[[ Passage provided, beginning ]]
TLDR
- PLTR trades around $137, down 34% from its record high of $207.52
- Rosenblatt initiated coverage with a Buy rating and $150 price target
- A new U.S. Air Force contract with GE Aerospace boosts Palantir’s defense work
- Wall Street raised 2026 and 2027 earnings estimates by ~30% in the past month
- Median analyst price target of $196 implies 43% upside from current levels
Palantir Technologies reported Q4 2025 revenue up 70% to $1.4 billion — its 10th straight quarter of accelerating growth.
Palantir Technologies Inc., PLTR
Non-GAAP net income rose 79% to $0.25 per diluted share. The company posted a Rule of 40 score of 127%, which is unusually high for a software firm of its size.
Despite those numbers, the stock has pulled back. PLTR currently sits around $137, about 34% below its 52-week high of $207.52.
Wall Street, though, is not backing away.
Rosenblatt Securities started coverage on March 2 with a Buy rating and a $150 price target. Mizuho had already upgraded the stock to Outperform with a $195 target, pointing to compressed valuations after the early-year pullback.
Bank of America’s Mariana Perez Mora set the most aggressive target at $255, citing Palantir’s ability to get AI solutions into production faster than rivals. She wrote that the company’s platforms give “human-machine teams the ability to make the most informed decisions.”
Morgan Stanley’s Sanjit Singh set a $205 target, calling Palantir “the standard in enterprise AI” and saying it’s “hard to find a better fundamental story in software.”
The median price target across Wall Street now sits at $196 per share, implying 43% upside from current levels.
Earnings estimates have moved sharply higher too. In just the past month, the 2026 consensus estimate rose 30% to $1.31 per diluted share. The 2027 estimate climbed 31% to $1.83.
[[ Passage provided, end ]]
[[ Collected material, beginning ]]
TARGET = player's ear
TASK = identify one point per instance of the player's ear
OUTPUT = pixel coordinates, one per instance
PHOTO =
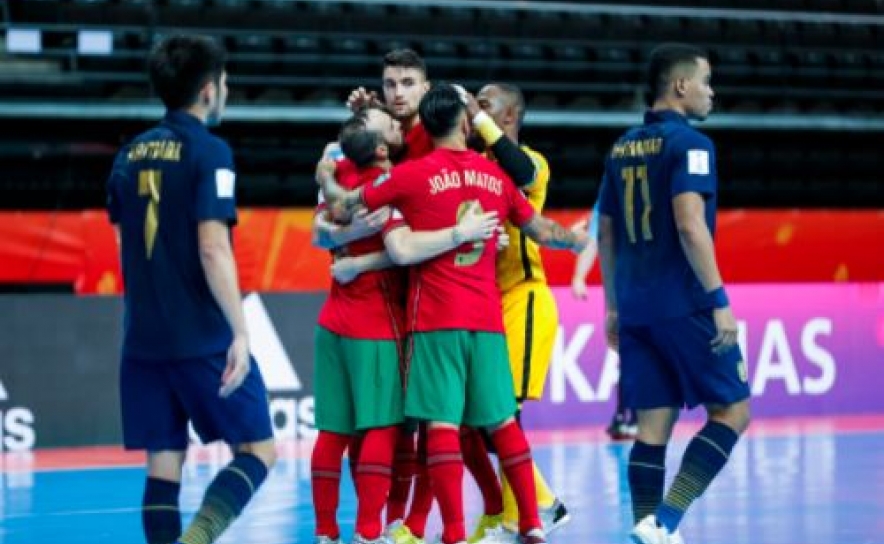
[[ Collected material, end ]]
**What you should do**
Reproduce verbatim the portion of the Palantir stock article above from "Wall Street, though, is" to "from current levels.".

**Task answer**
Wall Street, though, is not backing away.
Rosenblatt Securities started coverage on March 2 with a Buy rating and a $150 price target. Mizuho had already upgraded the stock to Outperform with a $195 target, pointing to compressed valuations after the early-year pullback.
Bank of America’s Mariana Perez Mora set the most aggressive target at $255, citing Palantir’s ability to get AI solutions into production faster than rivals. She wrote that the company’s platforms give “human-machine teams the ability to make the most informed decisions.”
Morgan Stanley’s Sanjit Singh set a $205 target, calling Palantir “the standard in enterprise AI” and saying it’s “hard to find a better fundamental story in software.”
The median price target across Wall Street now sits at $196 per share, implying 43% upside from current levels.